TASK OBJECTIVE: Lay out the records below as a JSON list of strings, one string per line and no blank lines, leaving out the pictures.

--

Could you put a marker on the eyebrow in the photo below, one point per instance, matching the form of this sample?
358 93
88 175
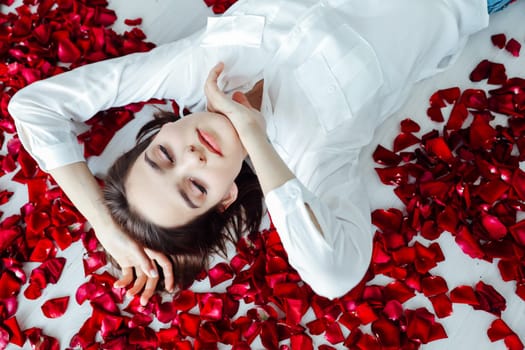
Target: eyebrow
182 193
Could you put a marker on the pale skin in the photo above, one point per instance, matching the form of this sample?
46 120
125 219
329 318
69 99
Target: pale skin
185 164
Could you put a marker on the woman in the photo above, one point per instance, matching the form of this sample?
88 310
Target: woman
330 72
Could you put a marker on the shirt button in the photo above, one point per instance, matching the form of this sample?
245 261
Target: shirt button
294 192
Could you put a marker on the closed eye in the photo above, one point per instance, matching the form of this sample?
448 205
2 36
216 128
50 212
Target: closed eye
166 153
150 162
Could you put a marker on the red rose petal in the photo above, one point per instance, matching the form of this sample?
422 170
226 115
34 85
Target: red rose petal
442 305
133 22
16 335
404 140
434 285
54 308
514 47
499 40
439 148
498 330
220 273
464 295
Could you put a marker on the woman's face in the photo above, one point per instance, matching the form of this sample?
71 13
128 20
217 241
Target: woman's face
189 167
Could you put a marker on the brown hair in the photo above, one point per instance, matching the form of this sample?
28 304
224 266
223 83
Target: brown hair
189 246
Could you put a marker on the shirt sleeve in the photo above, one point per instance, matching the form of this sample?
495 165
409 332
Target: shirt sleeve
46 112
331 262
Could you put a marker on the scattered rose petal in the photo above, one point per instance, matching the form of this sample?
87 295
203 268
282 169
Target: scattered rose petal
54 308
499 40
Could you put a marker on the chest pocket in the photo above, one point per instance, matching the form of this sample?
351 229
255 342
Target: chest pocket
339 77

--

WRITTEN ANSWER:
[
  "Could you put a marker on the eyebrow in the photo below, one point per instance, matching the form of this sample?",
  "358 93",
  "88 175",
  "Target: eyebrow",
  "182 193",
  "Could you put a marker on the pale skin in the photo above, one point per instance, matching the form of this sample?",
  "46 120",
  "125 219",
  "329 318",
  "69 99",
  "Target: pale skin",
  "185 164",
  "Could you put a marker on the woman in the photo above, one point per instance, matching the form of this sample?",
  "88 310",
  "Target: woman",
  "330 72",
  "Could you put a marker on the shirt button in the photo above, one point per instance, matching the form of this sample?",
  "245 261",
  "Target: shirt button",
  "294 192",
  "Could you put a marker on the closed eye in the photo above, one point per instance, matching the form of this sample?",
  "448 205",
  "2 36",
  "216 128",
  "50 212",
  "Target: closed eye",
  "166 153",
  "150 162",
  "Could you put a marker on the red rose petal in the photo above, one point per instance, matching the form of this sample?",
  "422 170",
  "226 115",
  "34 85",
  "Target: red rose petal",
  "442 305",
  "133 22",
  "16 335",
  "404 140",
  "434 285",
  "54 308",
  "514 47",
  "499 40",
  "439 148",
  "498 330",
  "220 273",
  "464 295",
  "Could you put a marker on the woman's face in the photo above, one point per instance, matching the form of this sample?",
  "71 13",
  "128 20",
  "217 241",
  "Target: woman's face",
  "189 167",
  "Could you put a marker on the brown hair in the photo above, one point per instance, matching the form of this sample?",
  "28 304",
  "224 266",
  "223 83",
  "Target: brown hair",
  "189 246",
  "Could you put a marker on the shirt sleeve in the photo above, one point per instance, matching the form of this sample?",
  "495 165",
  "409 332",
  "Target: shirt sleeve",
  "46 112",
  "331 262",
  "Could you put a marker on the scattered rose petal in the photo above, one point per instance, matching the form of this sample?",
  "87 295",
  "203 268",
  "282 169",
  "Target: scattered rose petal",
  "54 308",
  "499 40",
  "Could you put a marker on the chest pocket in the photo above, one point per instance, matching the form of this sample?",
  "351 229",
  "255 342",
  "Target: chest pocket",
  "339 77"
]